ZU BEARBEITENDE AUFGABEN ->
A. Schreiben Sie aus dem Text über Vorurteile gegen Übergewichtige alles von „Dieser BMI ergibt“ bis hinunter zu „für Deutschland durchgeführt.“ wortgetreu ab.
B. Übersetzen Sie den folgenden Satz aus dem Text über Vorurteile gegen Übergewichtige ins Englische: „Dieser BMI ergibt sich aus dem Körpergewicht geteilt durch das Quadrat der Körpergröße.“

Vorurteile gegen Übergewichtige ein unterschätztes Problem

Hilbert erforscht Adipositas-Vorurteile (Foto: uni-marburge.de)
 
Marburg (pte/11.01.2008/13:40) – Vorurteile gegenüber übergewichtige und adipöse Menschen sind weiterhin stark verbreitet. Das haben Marburger Forscher in einer landesweiten Untersuchung festgestellt. Sie gehen zudem auch der Frage nach, wie sich diese Stigmatisierung auf die Betroffenen auswirkt. Ein Ergebnis der Forschergruppe ist, dass das Ausmaß der Vorurteile offenbar mit besserem Wissen um das Krankheitsbild sinkt. "Adipositas wird üblicherweise über einen Body Mass Index (BMI) ab 30 definiert", erklärt Anja Hilbert, Leiterin der Nachwuchsforschergruppe zur Adipositas der Philipps-Universität Marburg http://www.uni-marburg.de/nfg-adipositas, auf pressetext-Anfrage.

Dieser BMI ergibt sich aus dem Körpergewicht geteilt durch das Quadrat der Körpergröße. Nach aktuellen Zahlen des Robert-Koch-Institus sind 18,1 Prozent der Erwachsenen in Deutschland adipös, weitere 40 Prozent sind übergewichtig (BMI ab 25). Sie sehen sich im Alltag mit mehr oder weniger ausgeprägten Gehässigkeiten konfrontiert, etwa durch die Bezeichnung "fettleibig". "Mit diesem Begriff wäre ich vorsichtig", warnt Hilbert. Dazu kommen Stigmatisierungen, stark übergewichtige Personen seien faul, willensschwach, oder weniger intelligent. In den USA ist dieses Phänomen schon besser erforscht, die Marburger haben nun in Kooperation mit Elmar Brähler vom Universitätsklinikum Leipzig http://www.uniklinikum-leipzig.de eine repräsentative Studie für Deutschland durchgeführt.

DATENÜBERSICHT ->
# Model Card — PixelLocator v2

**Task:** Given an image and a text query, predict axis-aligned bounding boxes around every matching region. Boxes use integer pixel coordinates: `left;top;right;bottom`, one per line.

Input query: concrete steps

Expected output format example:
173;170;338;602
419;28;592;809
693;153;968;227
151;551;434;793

DIE ANTWORTEN ->
A.
Dieser BMI ergibt sich aus dem Körpergewicht geteilt durch das Quadrat der Körpergröße. Nach aktuellen Zahlen des Robert-Koch-Institus sind 18,1 Prozent der Erwachsenen in Deutschland adipös, weitere 40 Prozent sind übergewichtig (BMI ab 25). Sie sehen sich im Alltag mit mehr oder weniger ausgeprägten Gehässigkeiten konfrontiert, etwa durch die Bezeichnung "fettleibig". "Mit diesem Begriff wäre ich vorsichtig", warnt Hilbert. Dazu kommen Stigmatisierungen, stark übergewichtige Personen seien faul, willensschwach, oder weniger intelligent. In den USA ist dieses Phänomen schon besser erforscht, die Marburger haben nun in Kooperation mit Elmar Brähler vom Universitätsklinikum Leipzig http://www.uniklinikum-leipzig.de eine repräsentative Studie für Deutschland durchgeführt.

B. This BMI is obtained by dividing body weight by the square of body height.